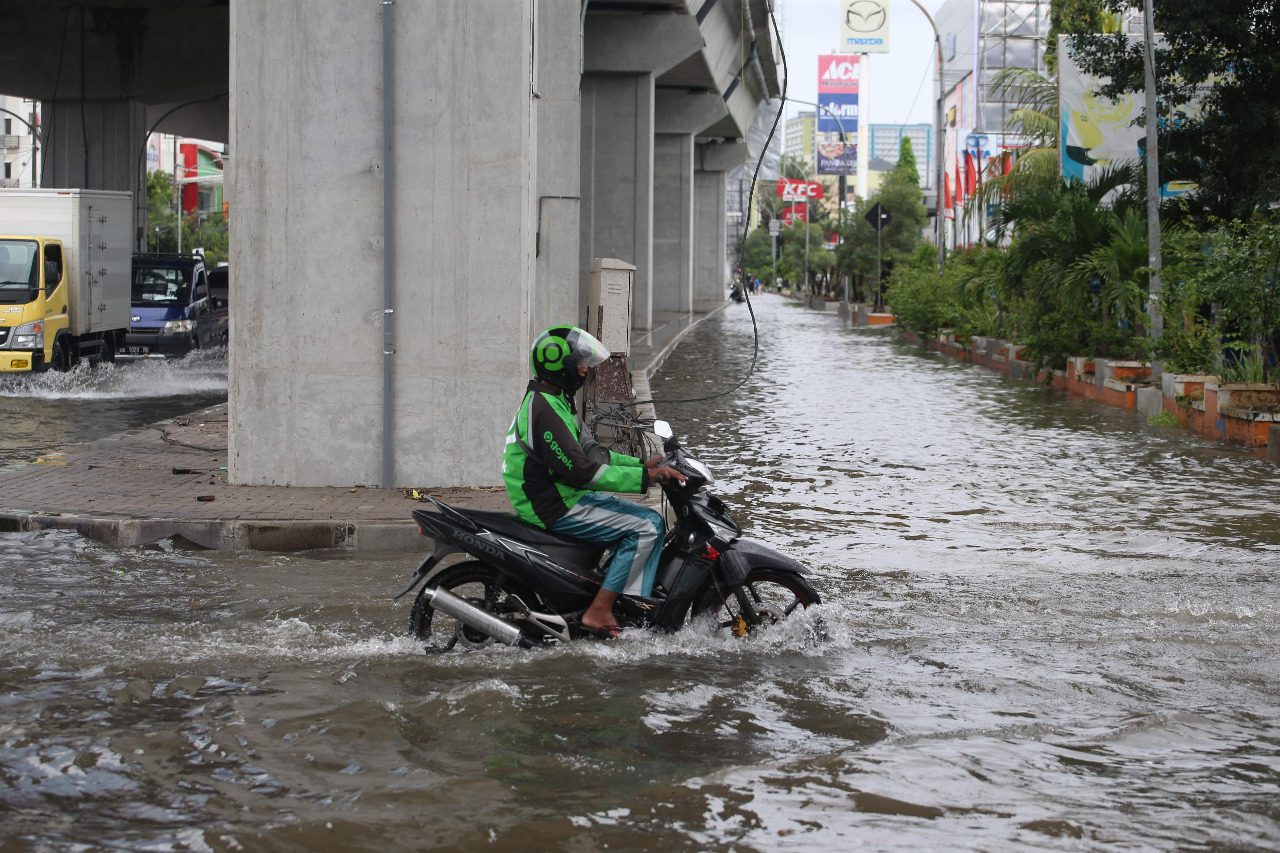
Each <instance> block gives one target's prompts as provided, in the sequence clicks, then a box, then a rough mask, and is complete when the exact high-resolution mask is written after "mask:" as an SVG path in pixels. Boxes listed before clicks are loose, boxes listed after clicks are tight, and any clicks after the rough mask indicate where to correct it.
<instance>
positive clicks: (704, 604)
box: [396, 421, 820, 651]
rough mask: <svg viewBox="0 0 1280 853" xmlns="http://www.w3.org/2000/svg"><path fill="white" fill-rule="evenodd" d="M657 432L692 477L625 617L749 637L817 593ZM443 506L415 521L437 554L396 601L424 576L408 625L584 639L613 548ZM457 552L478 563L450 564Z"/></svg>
mask: <svg viewBox="0 0 1280 853" xmlns="http://www.w3.org/2000/svg"><path fill="white" fill-rule="evenodd" d="M654 433H657V434H658V435H659V437H662V438H664V439H666V443H664V446H663V448H664V451H666V453H667V457H666V459H664V460H663V464H664V465H669V466H672V467H675V469H676V470H678V471H680V473H681V474H684V475H685V476H686V478H687V480H686V482H685V483H684V484H681V483H677V482H676V480H668V482H666V483H663V484H662V489H663V492H664V494H666V497H667V501H669V503H671V508H672V511H673V515H675V519H676V521H675V524H673V525H672V526H671V529H669V530H668V533H667V538H666V540H664V542H663V548H662V556H660V560H659V564H658V574H657V579H655V584H654V590H653V596H652V597H640V596H626V594H623V596H620V597H618V602H617V605H616V610H614V612H616V615H617V617H618V624H620V625H622V626H623V628H627V626H643V628H655V629H659V630H664V631H676V630H680V629H681V628H684V626H685V625H686V624H687V622H689V621H690V620H691V619H694V617H699V616H705V615H710V616H712V617H713V619H714V620H716V624H717V625H718V626H719V628H721V629H727V630H730V631H731V633H732V634H733V635H735V637H745V635H748V634H750V633H754V631H758V630H760V629H762V628H767V626H769V625H774V624H777V622H781V621H782V620H785V619H787V617H788V616H791V615H792V613H795V612H796V610H797V608H804V607H810V606H813V605H817V603H819V602H820V598H819V597H818V592H817V590H815V589H814V588H813V584H810V583H809V580H808V579H806V578H805V575H806V574H808V571H809V570H808V569H805V567H804V566H803V565H800V564H799V562H796V561H795V560H792V558H791V557H787V556H785V555H781V553H778V552H777V551H774V549H772V548H769V547H767V546H763V544H760V543H758V542H753V540H751V539H744V538H742V530H741V528H739V526H737V524H736V523H735V521H733V519H732V517H731V516H730V514H728V510H727V508H726V506H724V503H723V502H722V501H721V500H719V498H718V497H716V496H714V494H712V493H710V492H709V491H707V487H708V485H710V484H712V483H713V482H714V480H713V476H712V473H710V470H709V469H708V467H707V466H705V465H704V464H703V462H700V461H699V460H696V459H695V457H694V456H691V455H690V453H687V452H686V451H685V450H684V448H682V447H681V446H680V442H677V441H676V439H675V437H673V435H672V434H671V428H669V427H667V424H666V423H663V421H657V423H655V424H654ZM429 500H430V501H431V503H434V505H435V507H436V510H439V511H438V512H429V511H426V510H415V511H413V520H415V521H416V523H417V526H419V529H420V530H421V532H422V534H424V535H426V537H430V538H431V539H433V540H435V551H434V552H433V553H431V556H430V557H428V558H426V560H425V561H424V562H422V565H420V566H419V567H417V573H416V574H415V575H413V579H412V581H411V583H410V585H408V587H407V588H406V589H404V590H403V592H402V593H399V594H398V596H396V598H397V599H398V598H402V597H404V596H407V594H408V593H410V592H412V590H413V589H415V588H416V587H417V585H419V584H420V583H422V580H424V579H425V580H426V584H425V585H424V587H422V589H421V590H420V592H419V593H417V597H416V598H415V599H413V608H412V612H411V615H410V631H411V633H412V635H413V637H416V638H419V639H422V640H425V642H426V643H428V648H429V649H434V651H447V649H452V648H454V647H457V646H460V644H461V646H462V647H483V646H488V644H490V643H493V642H495V640H497V642H499V643H506V644H507V646H518V647H522V648H530V647H536V646H544V644H554V643H561V642H568V640H575V639H582V638H588V637H596V635H598V631H593V630H591V629H588V628H584V626H582V624H581V616H582V612H584V611H585V610H586V607H588V606H589V605H590V603H591V599H593V598H594V596H595V593H596V590H598V589H599V587H600V583H602V580H603V578H604V574H603V567H602V562H604V560H603V558H604V556H605V552H604V551H603V549H602V548H600V547H599V546H598V544H595V543H590V542H582V540H579V539H571V538H567V537H562V535H558V534H556V533H552V532H549V530H544V529H541V528H536V526H532V525H530V524H526V523H524V521H521V520H520V519H517V517H516V516H513V515H506V514H500V512H485V511H479V510H462V508H458V507H452V506H449V505H448V503H444V502H443V501H439V500H435V498H429ZM454 553H466V555H468V556H470V557H472V558H470V560H466V561H463V562H457V564H453V565H449V566H443V567H442V566H440V561H442V560H443V558H444V557H447V556H449V555H454Z"/></svg>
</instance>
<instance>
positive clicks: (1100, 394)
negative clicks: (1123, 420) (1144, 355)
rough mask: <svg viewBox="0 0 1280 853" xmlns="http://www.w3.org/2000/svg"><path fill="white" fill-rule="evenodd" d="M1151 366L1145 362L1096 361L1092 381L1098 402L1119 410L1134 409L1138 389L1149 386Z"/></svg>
mask: <svg viewBox="0 0 1280 853" xmlns="http://www.w3.org/2000/svg"><path fill="white" fill-rule="evenodd" d="M1149 379H1151V365H1149V364H1147V362H1146V361H1111V360H1110V359H1098V360H1097V362H1096V364H1094V374H1093V380H1094V384H1097V387H1098V397H1097V398H1098V402H1103V403H1106V405H1108V406H1116V407H1119V409H1135V407H1137V405H1138V388H1139V387H1142V386H1146V384H1149Z"/></svg>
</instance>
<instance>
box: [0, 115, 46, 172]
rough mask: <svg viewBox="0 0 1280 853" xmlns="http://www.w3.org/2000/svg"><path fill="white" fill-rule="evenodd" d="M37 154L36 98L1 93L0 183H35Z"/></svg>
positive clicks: (38, 147) (39, 138)
mask: <svg viewBox="0 0 1280 853" xmlns="http://www.w3.org/2000/svg"><path fill="white" fill-rule="evenodd" d="M38 158H40V104H38V101H32V100H28V99H24V97H12V96H9V95H0V187H35V186H36V183H37V181H38V179H40V175H38V167H37V161H38Z"/></svg>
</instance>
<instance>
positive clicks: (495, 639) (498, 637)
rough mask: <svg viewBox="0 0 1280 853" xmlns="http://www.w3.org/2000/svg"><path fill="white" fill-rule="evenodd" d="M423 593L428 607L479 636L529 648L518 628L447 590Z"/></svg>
mask: <svg viewBox="0 0 1280 853" xmlns="http://www.w3.org/2000/svg"><path fill="white" fill-rule="evenodd" d="M424 592H426V593H428V601H426V603H428V605H430V606H431V607H433V608H434V610H438V611H440V612H442V613H447V615H449V616H452V617H453V619H456V620H458V621H460V622H462V624H463V625H467V626H468V628H474V629H476V630H477V631H480V633H481V634H485V635H486V637H492V638H494V639H495V640H498V642H499V643H506V644H507V646H520V647H521V648H527V647H529V646H530V643H529V640H527V639H525V635H524V634H521V633H520V629H518V628H516V626H515V625H512V624H511V622H508V621H506V620H502V619H498V617H497V616H494V615H493V613H486V612H485V611H483V610H480V608H479V607H476V606H475V605H470V603H467V602H466V601H463V599H461V598H458V597H457V596H454V594H453V593H451V592H449V590H448V589H440V588H439V587H431V588H428V589H426V590H424Z"/></svg>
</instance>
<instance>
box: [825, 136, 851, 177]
mask: <svg viewBox="0 0 1280 853" xmlns="http://www.w3.org/2000/svg"><path fill="white" fill-rule="evenodd" d="M818 174H858V145H856V143H855V142H841V141H840V140H838V138H832V140H828V141H826V142H819V143H818Z"/></svg>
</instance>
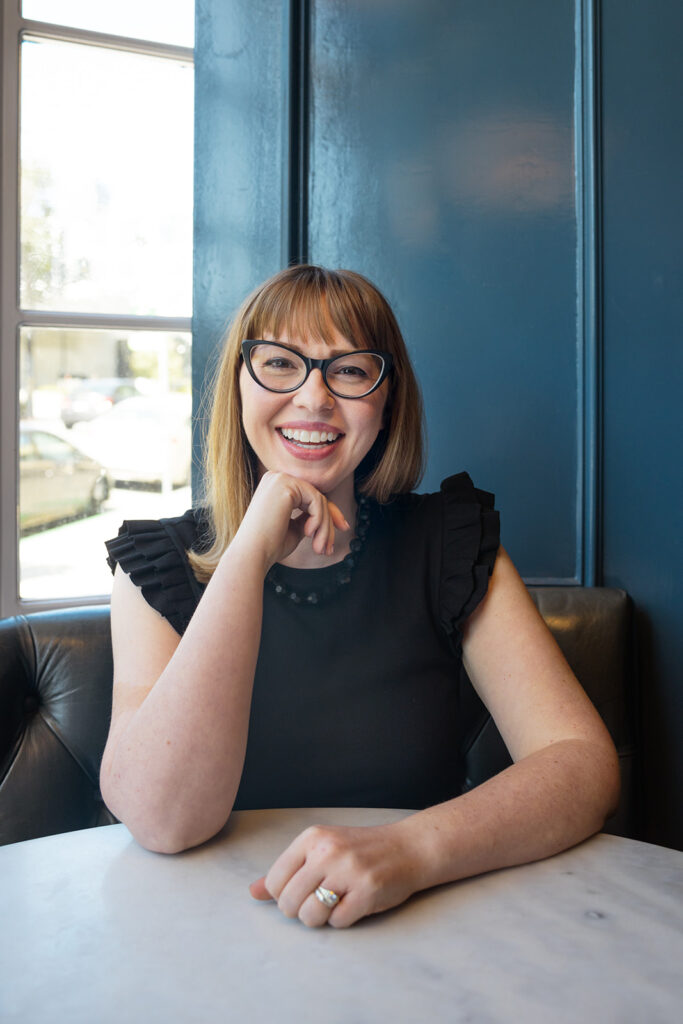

____________

» Required work: Write out the entries again from their beginning through the line that contains "box: [396, 421, 820, 651]", and leave out the pictures.

» Completed exercise:
Each <instance> block gives one target's prompts as provided, in the sequence clicks, then a box, then a rough mask, and is complete when the exact high-resolution mask is written after "mask:" as an SVG path in pixels. Boxes listed before clicks are loose, boxes listed after clicks are tight, and any clicks after the rough mask indicate where to correct it.
<instance>
positive clicks: (704, 604)
box: [396, 421, 820, 651]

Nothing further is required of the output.